Data supplied ▸

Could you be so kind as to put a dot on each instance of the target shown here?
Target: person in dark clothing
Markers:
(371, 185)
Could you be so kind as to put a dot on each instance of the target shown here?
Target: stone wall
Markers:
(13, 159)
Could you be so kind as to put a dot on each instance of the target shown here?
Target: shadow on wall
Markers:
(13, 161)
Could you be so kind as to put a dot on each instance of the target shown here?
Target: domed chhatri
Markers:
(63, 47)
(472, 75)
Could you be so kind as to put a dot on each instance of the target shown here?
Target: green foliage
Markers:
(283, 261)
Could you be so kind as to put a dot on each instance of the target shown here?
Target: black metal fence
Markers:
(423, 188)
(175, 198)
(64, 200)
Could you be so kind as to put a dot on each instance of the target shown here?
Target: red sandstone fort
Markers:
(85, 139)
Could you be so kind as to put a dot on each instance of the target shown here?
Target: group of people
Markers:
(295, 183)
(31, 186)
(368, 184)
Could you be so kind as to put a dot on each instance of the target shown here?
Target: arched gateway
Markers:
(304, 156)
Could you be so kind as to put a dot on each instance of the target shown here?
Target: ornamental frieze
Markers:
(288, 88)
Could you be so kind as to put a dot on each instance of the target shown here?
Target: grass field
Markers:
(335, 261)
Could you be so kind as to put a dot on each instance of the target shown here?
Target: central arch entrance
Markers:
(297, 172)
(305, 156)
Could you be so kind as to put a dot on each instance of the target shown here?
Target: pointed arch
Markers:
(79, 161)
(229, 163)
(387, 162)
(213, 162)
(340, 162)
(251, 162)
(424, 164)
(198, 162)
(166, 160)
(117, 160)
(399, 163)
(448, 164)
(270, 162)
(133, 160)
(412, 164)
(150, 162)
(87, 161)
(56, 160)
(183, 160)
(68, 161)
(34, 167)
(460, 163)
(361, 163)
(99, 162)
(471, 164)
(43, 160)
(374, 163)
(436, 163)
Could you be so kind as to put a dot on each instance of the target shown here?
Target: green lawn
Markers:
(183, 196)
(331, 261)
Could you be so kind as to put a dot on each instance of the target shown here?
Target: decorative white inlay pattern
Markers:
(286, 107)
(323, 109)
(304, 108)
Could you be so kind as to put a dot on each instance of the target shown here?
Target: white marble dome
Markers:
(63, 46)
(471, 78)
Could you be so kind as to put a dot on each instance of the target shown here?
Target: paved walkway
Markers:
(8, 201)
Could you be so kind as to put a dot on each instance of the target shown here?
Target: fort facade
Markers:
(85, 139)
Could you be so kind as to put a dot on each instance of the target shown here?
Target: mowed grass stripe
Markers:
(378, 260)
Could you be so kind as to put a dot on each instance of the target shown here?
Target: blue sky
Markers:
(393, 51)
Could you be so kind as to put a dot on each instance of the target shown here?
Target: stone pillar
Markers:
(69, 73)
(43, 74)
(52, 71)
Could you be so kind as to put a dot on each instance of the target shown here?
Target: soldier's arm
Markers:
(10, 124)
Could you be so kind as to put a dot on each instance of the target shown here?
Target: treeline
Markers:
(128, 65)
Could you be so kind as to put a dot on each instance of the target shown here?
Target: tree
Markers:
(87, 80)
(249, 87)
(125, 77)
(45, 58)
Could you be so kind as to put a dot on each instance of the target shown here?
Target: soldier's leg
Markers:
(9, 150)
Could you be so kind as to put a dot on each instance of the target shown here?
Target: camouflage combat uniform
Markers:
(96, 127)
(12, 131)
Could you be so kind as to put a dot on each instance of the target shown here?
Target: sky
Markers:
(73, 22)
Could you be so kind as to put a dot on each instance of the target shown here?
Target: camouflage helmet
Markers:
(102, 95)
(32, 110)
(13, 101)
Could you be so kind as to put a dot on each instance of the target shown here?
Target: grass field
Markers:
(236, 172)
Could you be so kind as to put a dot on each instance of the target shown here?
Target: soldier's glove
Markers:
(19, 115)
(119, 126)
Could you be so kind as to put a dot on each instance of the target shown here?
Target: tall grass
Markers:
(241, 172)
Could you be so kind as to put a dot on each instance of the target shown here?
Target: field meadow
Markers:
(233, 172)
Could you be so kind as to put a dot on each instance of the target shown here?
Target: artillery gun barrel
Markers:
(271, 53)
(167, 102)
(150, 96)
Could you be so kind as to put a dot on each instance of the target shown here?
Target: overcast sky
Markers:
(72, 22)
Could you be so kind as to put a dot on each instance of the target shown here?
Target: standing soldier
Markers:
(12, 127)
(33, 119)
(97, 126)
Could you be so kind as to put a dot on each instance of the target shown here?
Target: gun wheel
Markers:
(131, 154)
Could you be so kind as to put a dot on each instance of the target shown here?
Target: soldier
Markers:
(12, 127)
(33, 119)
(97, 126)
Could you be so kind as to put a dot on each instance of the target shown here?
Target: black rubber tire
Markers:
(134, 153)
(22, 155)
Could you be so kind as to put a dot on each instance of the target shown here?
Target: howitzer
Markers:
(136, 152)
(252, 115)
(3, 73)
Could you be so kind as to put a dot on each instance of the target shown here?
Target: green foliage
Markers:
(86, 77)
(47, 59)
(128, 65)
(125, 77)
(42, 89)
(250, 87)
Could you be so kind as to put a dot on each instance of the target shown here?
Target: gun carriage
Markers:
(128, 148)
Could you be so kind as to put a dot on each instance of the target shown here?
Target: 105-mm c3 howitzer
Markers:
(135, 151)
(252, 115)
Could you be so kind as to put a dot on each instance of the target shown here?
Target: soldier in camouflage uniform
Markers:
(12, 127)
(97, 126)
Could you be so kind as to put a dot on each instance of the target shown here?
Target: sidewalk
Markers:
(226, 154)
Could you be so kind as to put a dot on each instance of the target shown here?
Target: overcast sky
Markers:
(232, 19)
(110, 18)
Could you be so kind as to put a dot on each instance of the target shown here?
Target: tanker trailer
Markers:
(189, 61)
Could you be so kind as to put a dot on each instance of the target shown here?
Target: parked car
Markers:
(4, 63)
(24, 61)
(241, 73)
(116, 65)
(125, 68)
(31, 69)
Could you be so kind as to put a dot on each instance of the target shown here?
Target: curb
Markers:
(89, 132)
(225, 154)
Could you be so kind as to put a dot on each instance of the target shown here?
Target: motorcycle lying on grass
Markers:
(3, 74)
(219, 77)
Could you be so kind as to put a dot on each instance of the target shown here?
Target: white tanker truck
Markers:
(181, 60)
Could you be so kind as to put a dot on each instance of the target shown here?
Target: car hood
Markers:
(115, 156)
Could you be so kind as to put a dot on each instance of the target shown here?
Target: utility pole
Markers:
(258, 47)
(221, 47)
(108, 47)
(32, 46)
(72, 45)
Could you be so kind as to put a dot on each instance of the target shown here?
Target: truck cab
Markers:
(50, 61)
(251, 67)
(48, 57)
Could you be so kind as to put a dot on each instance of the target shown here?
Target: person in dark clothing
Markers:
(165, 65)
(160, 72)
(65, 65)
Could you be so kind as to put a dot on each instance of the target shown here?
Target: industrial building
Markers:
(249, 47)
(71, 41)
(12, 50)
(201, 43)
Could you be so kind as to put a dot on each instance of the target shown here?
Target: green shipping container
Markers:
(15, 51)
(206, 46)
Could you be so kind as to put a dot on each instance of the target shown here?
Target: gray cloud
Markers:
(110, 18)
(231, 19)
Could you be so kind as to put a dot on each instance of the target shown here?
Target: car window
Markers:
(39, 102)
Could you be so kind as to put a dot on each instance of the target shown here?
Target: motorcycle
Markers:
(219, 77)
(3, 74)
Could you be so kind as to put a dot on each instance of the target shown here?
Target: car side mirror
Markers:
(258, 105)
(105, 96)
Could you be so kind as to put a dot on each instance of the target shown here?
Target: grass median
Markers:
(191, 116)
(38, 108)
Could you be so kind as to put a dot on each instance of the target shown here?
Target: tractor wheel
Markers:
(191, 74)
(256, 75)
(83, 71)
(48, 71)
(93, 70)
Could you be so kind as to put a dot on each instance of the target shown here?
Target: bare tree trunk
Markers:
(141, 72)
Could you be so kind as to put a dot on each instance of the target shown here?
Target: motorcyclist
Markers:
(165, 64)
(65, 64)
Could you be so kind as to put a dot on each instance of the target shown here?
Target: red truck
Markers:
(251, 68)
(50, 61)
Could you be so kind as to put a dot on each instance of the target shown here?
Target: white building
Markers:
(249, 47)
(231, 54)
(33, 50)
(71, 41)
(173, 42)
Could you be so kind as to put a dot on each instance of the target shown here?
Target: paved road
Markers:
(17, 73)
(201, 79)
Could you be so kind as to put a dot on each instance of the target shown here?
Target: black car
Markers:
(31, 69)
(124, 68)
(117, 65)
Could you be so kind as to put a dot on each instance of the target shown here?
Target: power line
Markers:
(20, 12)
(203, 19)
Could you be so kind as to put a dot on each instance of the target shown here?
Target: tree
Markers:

Activity ▸ Retype only the stretch of lines above starting at the one with "Target: camouflage combat uniform" and stopping at the one with "Target: soldier's glove", exactly as written, with both kept.

Written solution ▸
Target: camouflage combat uniform
Markers:
(96, 127)
(12, 131)
Could you be so kind as to put a dot on each instance of the target shown here?
Target: sky
Markers:
(73, 22)
Could you be so kind as to put a dot on each instance of the target shown here?
Target: camouflage helmet
Markers:
(102, 95)
(32, 110)
(13, 101)
Could you be so kind as to put a dot on each instance of the target shown here?
Target: grass field
Markers:
(236, 172)
Could you be so kind as to put a dot on each instance of the target shown here?
Target: soldier's glove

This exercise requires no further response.